I’m planning a wedding for next year, but don't think I was ever fully attracted to my partner of three and a half years. He's more like a best friend.
We know each other's families so well, and my whole family’s waiting on the wedding.
We have the same morals and values; we get along amazingly, and have the same vision for our future.
But I hate kissing him. I tried showing him how I like to be kissed. But it didn't change much.
Six months ago, I told him I might not be in love with him anymore. We've since been "working on it." But I always feel like something’s missing.
I love him but I hate having sex with him. I only do it when I don't have to face him. I know I'm hurting him.
But I've also had major crushes on other guys and fantasize about them.
I don’t want to lose or leave him, because I've never gotten along so well with anyone else.
Also, he's gained a lot of weight, making him more unattractive to me.
If he were to be thinner again, would it all be fixed?
I’ve also had major "daddy issues" in my life. I feel like I'm expecting my fiancé to be more like a father figure.
If I get therapy for my "daddy issues," will this help my relationship and attraction issues?
Bride in Turmoil
Your mind’s whirling with doubts and confusions, but what’s clear is that you cannot carry on with plans to marry someone with whom you hate kissing and having sex.
The “Daddy” issue is preying on your emotions. You need to talk to an experienced counsellor, now.
Forget the family’s wedding excitement. Take time off those plans and start probing what’s really troubling you.

-- Task instructions --
a. Reproduce the advice column about a bride's doubts between "I’m planning a" and "didn't change much.", inclusive.
b. Carry on the advice column about a bride's doubts from the point where it stops.

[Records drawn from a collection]

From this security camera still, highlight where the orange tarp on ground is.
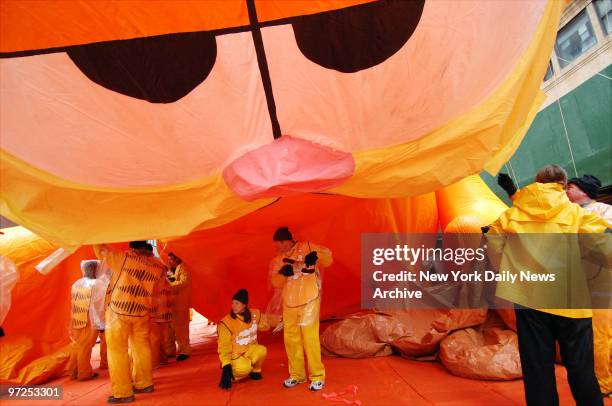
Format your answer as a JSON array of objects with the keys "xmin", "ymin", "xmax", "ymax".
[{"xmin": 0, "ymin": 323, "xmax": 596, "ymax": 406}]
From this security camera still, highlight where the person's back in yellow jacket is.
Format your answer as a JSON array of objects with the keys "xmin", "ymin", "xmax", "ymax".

...

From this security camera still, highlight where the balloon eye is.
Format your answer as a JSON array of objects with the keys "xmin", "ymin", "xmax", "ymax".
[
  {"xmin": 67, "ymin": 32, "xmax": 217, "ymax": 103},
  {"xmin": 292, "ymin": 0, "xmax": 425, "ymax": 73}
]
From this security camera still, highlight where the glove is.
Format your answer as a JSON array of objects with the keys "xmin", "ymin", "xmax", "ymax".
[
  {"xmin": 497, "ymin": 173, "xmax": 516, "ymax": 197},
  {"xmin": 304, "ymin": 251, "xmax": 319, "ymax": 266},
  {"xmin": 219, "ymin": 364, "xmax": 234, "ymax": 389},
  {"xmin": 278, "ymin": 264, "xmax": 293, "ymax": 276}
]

...

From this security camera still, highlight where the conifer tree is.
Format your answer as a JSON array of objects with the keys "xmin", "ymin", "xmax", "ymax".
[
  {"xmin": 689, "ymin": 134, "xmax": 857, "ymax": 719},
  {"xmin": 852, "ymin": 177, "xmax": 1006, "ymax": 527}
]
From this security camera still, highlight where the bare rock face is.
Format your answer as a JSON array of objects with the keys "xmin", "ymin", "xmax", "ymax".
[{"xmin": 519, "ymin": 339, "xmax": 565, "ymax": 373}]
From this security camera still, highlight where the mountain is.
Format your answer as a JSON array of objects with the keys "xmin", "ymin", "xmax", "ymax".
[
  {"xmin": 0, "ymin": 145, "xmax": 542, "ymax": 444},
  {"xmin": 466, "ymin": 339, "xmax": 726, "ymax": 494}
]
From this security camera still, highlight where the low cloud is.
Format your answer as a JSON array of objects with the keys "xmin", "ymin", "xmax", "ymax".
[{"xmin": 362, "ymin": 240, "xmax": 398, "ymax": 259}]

-- Numbered responses --
a.
I’m planning a wedding for next year, but don't think I was ever fully attracted to my partner of three and a half years. He's more like a best friend.
We know each other's families so well, and my whole family’s waiting on the wedding.
We have the same morals and values; we get along amazingly, and have the same vision for our future.
But I hate kissing him. I tried showing him how I like to be kissed. But it didn't change much.

b.
Meanwhile, be upfront with your fiancé. Tell him you care deeply about him, but don’t want to hurt either of you by going ahead when you’re so conflicted.
Meanwhile, help him get on a healthy nutritional plan and fitness routine, for his own sake.
Don’t make this about his having to become more attractive to you. His weight gain may well be his reaction to your retreat from intimacy.
If you need more time during, or even after the counselling, take a “break” from the engagement for six months – with both of you permitted to date others.
You need the options for both of you to be clear.
I’m early-20s, married seven years, with three young children.
Recently, my husband overheard me complaining to my mom about his disrespect with me.
She was giving me advice he didn't like. Now he’s angry and surprised that I’m badmouthing him.
I said it’s because he never listens to what I say. He says it’s because of my childish actions.
Oh, because I don't clean the house or make food when HE wants it done!
Every word from him these past couple of years is criticism and commands.
All I want is affection and communication! Divorce is out of the question because I don't believe in it.
Believe in protecting yourself and your children.
Your situation sounds shaky. Suggest going together to someone you both respect in your community or among your families.
You’re very young, perhaps he is too, and you need outside help with all the responsibilities and work of a young family.
If he won’t consider this, you need a safe plan to seek advice, perhaps separate awhile (not divorce) to work things out.
I'm 18, and have liked a former co-worker for two years. He only wants to be friends, but visits me at work frequently.
I’ve told him of my feelings, but he said he’s already involved with someone else.
Six months ago, another co-worker asked me to hang out, brought me roses, and took me ice-skating.
After hanging out more times (as friends), he said he really cares about me and wants more than friendship. We have fun together.
But I’m having a hard time moving on from old feelings.
How To Handle?
Be fair to your current co-worker. Say you enjoy his company but you’re not ready for a relationship, you prefer staying friends for now.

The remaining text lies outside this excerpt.